→ Given problem: Copy the following lines out word for word, with nothing changed.
--------
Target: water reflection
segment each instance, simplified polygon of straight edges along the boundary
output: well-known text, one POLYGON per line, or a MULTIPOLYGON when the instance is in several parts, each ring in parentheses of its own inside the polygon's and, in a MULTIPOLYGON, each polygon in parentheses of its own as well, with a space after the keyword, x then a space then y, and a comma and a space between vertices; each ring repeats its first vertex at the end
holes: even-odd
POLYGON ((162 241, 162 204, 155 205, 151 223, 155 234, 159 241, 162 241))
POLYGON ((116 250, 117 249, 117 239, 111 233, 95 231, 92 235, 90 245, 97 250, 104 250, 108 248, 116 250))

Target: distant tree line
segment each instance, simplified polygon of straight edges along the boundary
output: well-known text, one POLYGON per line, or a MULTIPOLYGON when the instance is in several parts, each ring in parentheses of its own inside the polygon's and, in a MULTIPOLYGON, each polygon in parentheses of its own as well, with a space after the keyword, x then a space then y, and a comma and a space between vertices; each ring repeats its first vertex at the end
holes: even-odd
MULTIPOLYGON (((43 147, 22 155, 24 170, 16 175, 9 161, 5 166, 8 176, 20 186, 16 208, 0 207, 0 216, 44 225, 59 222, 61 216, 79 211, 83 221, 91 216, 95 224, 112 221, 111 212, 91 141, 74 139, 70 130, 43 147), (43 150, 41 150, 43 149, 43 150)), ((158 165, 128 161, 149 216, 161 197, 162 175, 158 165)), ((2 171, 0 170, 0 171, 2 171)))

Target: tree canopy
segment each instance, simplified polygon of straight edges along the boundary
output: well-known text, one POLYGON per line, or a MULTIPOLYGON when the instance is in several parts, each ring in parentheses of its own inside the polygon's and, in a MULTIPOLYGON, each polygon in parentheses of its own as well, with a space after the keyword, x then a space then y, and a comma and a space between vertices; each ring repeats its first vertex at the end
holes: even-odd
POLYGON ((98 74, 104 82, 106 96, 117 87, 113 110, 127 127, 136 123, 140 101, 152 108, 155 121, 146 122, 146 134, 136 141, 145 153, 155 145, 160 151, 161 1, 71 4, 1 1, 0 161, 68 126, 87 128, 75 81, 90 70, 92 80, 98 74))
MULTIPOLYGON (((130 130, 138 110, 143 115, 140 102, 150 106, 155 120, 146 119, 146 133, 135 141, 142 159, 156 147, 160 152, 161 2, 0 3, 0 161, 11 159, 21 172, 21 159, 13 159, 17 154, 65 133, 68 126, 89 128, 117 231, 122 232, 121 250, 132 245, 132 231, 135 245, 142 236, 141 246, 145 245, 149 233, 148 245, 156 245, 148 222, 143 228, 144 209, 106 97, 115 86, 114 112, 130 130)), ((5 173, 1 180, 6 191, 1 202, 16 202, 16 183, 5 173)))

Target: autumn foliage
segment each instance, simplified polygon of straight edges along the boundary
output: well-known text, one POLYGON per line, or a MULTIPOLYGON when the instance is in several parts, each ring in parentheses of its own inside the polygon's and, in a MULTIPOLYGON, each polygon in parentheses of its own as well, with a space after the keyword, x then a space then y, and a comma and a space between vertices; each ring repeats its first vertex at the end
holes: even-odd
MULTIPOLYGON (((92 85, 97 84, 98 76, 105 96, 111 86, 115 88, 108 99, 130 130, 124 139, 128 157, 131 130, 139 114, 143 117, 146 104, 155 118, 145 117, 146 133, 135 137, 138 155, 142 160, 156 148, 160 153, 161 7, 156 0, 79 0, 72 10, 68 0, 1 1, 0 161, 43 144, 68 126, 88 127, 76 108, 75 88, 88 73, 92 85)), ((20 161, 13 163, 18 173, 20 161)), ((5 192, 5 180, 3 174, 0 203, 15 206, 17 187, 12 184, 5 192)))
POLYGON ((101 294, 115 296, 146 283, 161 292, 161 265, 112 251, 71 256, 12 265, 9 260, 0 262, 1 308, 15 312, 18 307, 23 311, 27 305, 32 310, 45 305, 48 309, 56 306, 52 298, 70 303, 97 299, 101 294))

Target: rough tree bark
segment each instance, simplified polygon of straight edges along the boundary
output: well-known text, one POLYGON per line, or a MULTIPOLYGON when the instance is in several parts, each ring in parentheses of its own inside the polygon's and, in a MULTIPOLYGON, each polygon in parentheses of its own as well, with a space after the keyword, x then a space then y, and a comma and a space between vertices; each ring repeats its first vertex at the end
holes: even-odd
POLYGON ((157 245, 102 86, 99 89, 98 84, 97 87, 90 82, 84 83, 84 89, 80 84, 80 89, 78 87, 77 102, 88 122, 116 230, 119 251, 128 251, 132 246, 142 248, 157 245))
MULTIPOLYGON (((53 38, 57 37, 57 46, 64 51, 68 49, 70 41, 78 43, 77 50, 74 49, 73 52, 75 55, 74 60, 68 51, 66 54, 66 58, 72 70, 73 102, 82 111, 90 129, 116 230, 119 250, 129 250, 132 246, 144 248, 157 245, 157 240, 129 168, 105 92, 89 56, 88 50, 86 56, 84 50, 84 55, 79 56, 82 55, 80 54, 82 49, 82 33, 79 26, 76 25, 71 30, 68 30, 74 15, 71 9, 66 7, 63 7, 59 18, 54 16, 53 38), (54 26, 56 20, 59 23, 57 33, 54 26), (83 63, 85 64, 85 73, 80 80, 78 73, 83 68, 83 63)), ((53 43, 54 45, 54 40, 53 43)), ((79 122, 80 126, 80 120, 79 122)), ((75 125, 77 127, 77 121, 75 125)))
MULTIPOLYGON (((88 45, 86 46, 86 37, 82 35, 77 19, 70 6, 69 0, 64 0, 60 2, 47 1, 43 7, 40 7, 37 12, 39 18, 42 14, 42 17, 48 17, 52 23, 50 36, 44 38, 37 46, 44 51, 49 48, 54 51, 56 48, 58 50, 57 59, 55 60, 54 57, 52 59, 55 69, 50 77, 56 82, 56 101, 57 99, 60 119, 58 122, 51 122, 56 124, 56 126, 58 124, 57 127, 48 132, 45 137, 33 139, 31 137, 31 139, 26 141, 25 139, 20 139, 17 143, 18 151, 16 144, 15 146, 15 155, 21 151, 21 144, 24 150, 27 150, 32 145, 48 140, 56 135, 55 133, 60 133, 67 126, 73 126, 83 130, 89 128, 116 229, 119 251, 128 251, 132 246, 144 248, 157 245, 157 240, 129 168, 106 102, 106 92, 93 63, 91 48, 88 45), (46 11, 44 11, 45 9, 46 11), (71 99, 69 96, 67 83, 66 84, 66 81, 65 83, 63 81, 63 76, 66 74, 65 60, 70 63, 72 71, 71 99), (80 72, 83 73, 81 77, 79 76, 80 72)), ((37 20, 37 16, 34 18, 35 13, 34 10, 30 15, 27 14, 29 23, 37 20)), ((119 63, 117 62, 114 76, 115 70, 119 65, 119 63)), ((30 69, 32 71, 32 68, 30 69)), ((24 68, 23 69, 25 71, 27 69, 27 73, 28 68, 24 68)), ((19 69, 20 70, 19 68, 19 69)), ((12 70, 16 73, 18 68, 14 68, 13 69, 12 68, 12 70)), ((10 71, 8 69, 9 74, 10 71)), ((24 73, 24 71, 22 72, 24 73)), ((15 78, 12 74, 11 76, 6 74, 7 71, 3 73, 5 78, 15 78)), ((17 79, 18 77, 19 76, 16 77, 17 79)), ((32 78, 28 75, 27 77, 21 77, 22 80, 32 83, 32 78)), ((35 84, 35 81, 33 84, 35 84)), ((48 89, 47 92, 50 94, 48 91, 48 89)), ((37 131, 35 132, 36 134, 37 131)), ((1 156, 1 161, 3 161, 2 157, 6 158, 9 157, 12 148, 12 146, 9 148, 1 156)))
--------
→ Solution to this task:
Target: water reflection
segment each instance, simplified polygon of straight edges along the boundary
output: well-known text, one POLYGON per line, or a MULTIPOLYGON when the instance is in several parts, each ring in parentheses of its own inside the polygon's and, in a MULTIPOLYGON, each polygon in parentheses of its own as well, with a space after the keyword, x then a space then y, and a comma and a space between vertices; each ring repeats its first vertex at the end
holes: even-odd
POLYGON ((162 241, 162 204, 155 205, 151 223, 155 234, 159 241, 162 241))
POLYGON ((116 250, 117 249, 117 239, 111 233, 95 231, 92 235, 90 245, 97 250, 104 250, 108 248, 116 250))

Target: distant tree line
segment each instance, simplified polygon of straight edges along the boundary
output: well-known text, one POLYGON per line, or a MULTIPOLYGON when the instance is in several parts, each ring in parentheses of its own inside the polygon's and, in a MULTIPOLYGON, each polygon in parentheses of its own as well, with a space after the keyword, x then a space then y, and a comma and a space between vertices; each ring repeats its first vertex at the end
holes: even-odd
MULTIPOLYGON (((43 147, 22 155, 24 170, 16 175, 9 161, 5 166, 8 176, 20 186, 16 208, 0 207, 0 216, 44 225, 59 222, 61 216, 79 211, 83 221, 91 216, 95 224, 112 221, 111 212, 91 141, 74 139, 70 130, 43 147), (43 150, 41 150, 43 149, 43 150)), ((158 165, 128 161, 149 216, 161 197, 162 175, 158 165)), ((2 171, 0 170, 0 171, 2 171)))

Target: tree canopy
segment each instance, simplified polygon of straight edges along the boundary
output: well-known text, one POLYGON per line, or a MULTIPOLYGON when the instance is in several parts, each ring in parentheses of its own inside the polygon's and, in a MULTIPOLYGON, each polygon in parentheses of its own as well, with a space after the keyword, x then a space then y, and a comma and a space between vertices; each ring repeats its first vertex at the end
holes: even-odd
POLYGON ((98 74, 104 82, 106 96, 117 87, 113 110, 127 127, 136 123, 140 101, 152 108, 155 121, 146 122, 146 134, 136 141, 145 153, 155 145, 160 151, 161 1, 71 4, 1 1, 0 161, 68 126, 87 128, 75 81, 90 70, 92 80, 98 74))
MULTIPOLYGON (((130 130, 138 110, 143 115, 140 102, 150 106, 155 120, 146 119, 146 133, 135 141, 142 159, 156 147, 160 152, 161 2, 0 3, 0 161, 11 159, 21 172, 21 159, 13 159, 17 154, 65 133, 68 126, 89 128, 117 231, 122 232, 121 250, 132 245, 132 231, 135 245, 142 236, 141 246, 145 245, 149 233, 148 245, 156 245, 148 222, 143 228, 144 209, 106 97, 115 86, 114 112, 130 130)), ((5 173, 1 180, 6 191, 1 202, 16 202, 16 183, 5 173)))

Target: autumn foliage
segment each instance, simplified polygon of straight edges along the boundary
output: well-known text, one POLYGON per line, or a MULTIPOLYGON when the instance is in several parts, each ring in parentheses of its own inside the polygon's and, in a MULTIPOLYGON, each polygon in parentheses of its own as well, with a space after the keyword, x then a space then y, and a comma and a space between vertices; each ring repeats its first vertex at the end
holes: even-odd
MULTIPOLYGON (((92 85, 97 84, 98 76, 105 96, 111 86, 115 88, 108 99, 130 130, 124 139, 128 157, 131 130, 139 114, 143 117, 146 104, 155 118, 145 117, 146 133, 135 137, 138 155, 142 160, 156 148, 160 153, 161 7, 156 0, 79 0, 72 10, 68 0, 1 1, 0 161, 43 144, 68 126, 88 127, 76 108, 75 88, 88 73, 92 85)), ((20 161, 13 163, 18 173, 20 161)), ((5 192, 5 180, 3 174, 0 203, 15 206, 17 187, 12 184, 5 192)))
POLYGON ((101 294, 115 296, 146 283, 161 292, 161 265, 112 251, 71 256, 12 265, 9 260, 0 262, 1 308, 15 312, 18 307, 23 311, 27 305, 32 310, 45 305, 48 309, 56 306, 52 298, 70 303, 97 299, 101 294))

Target: rough tree bark
segment each instance, simplified polygon of straight edges along the boundary
output: well-known text, one POLYGON per line, or a MULTIPOLYGON when the instance is in several parts, each ring in parentheses of its own inside the polygon's and, in a MULTIPOLYGON, each polygon in parentheses of its own as well, with a space after the keyword, x then a space then y, and a comma and a space between vertices; each ring repeats its first vertex at the end
holes: even-odd
POLYGON ((157 245, 102 86, 99 89, 98 84, 97 87, 90 82, 84 83, 84 89, 80 84, 80 89, 78 87, 77 102, 88 122, 116 230, 119 251, 128 251, 132 246, 142 248, 157 245))
MULTIPOLYGON (((53 38, 57 37, 57 46, 64 51, 68 49, 70 41, 78 43, 77 50, 74 49, 73 52, 75 55, 74 60, 68 51, 66 54, 66 58, 72 70, 73 102, 82 111, 90 129, 116 230, 119 250, 129 250, 132 246, 144 248, 157 245, 157 240, 129 168, 105 92, 89 56, 88 50, 86 56, 84 50, 84 55, 79 56, 82 55, 80 54, 82 49, 82 33, 79 26, 76 25, 71 30, 68 30, 74 15, 71 9, 66 7, 63 7, 59 18, 54 16, 53 38), (54 26, 56 20, 59 23, 57 33, 54 26), (83 63, 85 64, 85 73, 80 80, 78 73, 83 68, 83 63)), ((53 43, 54 45, 54 40, 53 43)), ((79 122, 80 126, 80 120, 79 122)), ((75 125, 77 127, 77 121, 75 125)))
MULTIPOLYGON (((88 45, 86 46, 86 37, 82 35, 77 19, 70 6, 69 0, 64 0, 60 2, 47 1, 43 7, 40 7, 37 12, 39 18, 42 14, 42 17, 48 17, 52 23, 50 36, 44 38, 37 46, 44 51, 49 48, 54 51, 56 48, 58 50, 57 59, 55 60, 54 57, 52 59, 55 69, 50 77, 56 82, 56 101, 57 99, 60 119, 58 122, 51 122, 56 124, 56 126, 58 124, 57 127, 48 132, 45 137, 33 139, 31 137, 31 139, 26 141, 25 139, 20 139, 17 143, 18 151, 16 144, 15 146, 15 155, 21 151, 21 144, 24 150, 27 150, 32 145, 48 140, 56 135, 55 133, 60 133, 67 126, 73 126, 83 130, 89 128, 116 229, 119 251, 128 251, 132 246, 144 248, 157 245, 157 240, 129 168, 106 102, 106 92, 93 63, 91 48, 88 45), (46 11, 44 11, 45 9, 46 11), (71 99, 69 96, 67 83, 66 84, 66 81, 65 83, 63 81, 63 76, 66 74, 65 60, 70 63, 72 71, 71 99), (80 72, 83 73, 81 77, 79 76, 80 72)), ((37 20, 37 16, 34 18, 35 13, 34 10, 30 15, 27 14, 29 23, 37 20)), ((119 63, 117 62, 114 76, 115 70, 119 65, 119 63)), ((30 69, 32 71, 32 68, 30 69)), ((24 68, 23 69, 25 71, 27 69, 27 73, 28 68, 24 68)), ((19 69, 20 70, 19 68, 19 69)), ((12 70, 16 73, 18 68, 14 68, 13 69, 12 68, 12 70)), ((10 71, 8 69, 9 74, 10 71)), ((24 73, 24 71, 22 72, 24 73)), ((15 78, 12 74, 11 76, 6 74, 7 71, 3 73, 5 78, 15 78)), ((17 79, 18 77, 19 76, 16 77, 17 79)), ((32 78, 28 75, 27 77, 21 77, 22 80, 32 83, 32 78)), ((35 84, 35 81, 33 84, 35 84)), ((48 89, 47 92, 50 94, 48 91, 48 89)), ((37 131, 35 132, 36 134, 37 131)), ((1 156, 1 161, 3 161, 2 157, 6 158, 9 157, 12 148, 12 146, 9 148, 1 156)))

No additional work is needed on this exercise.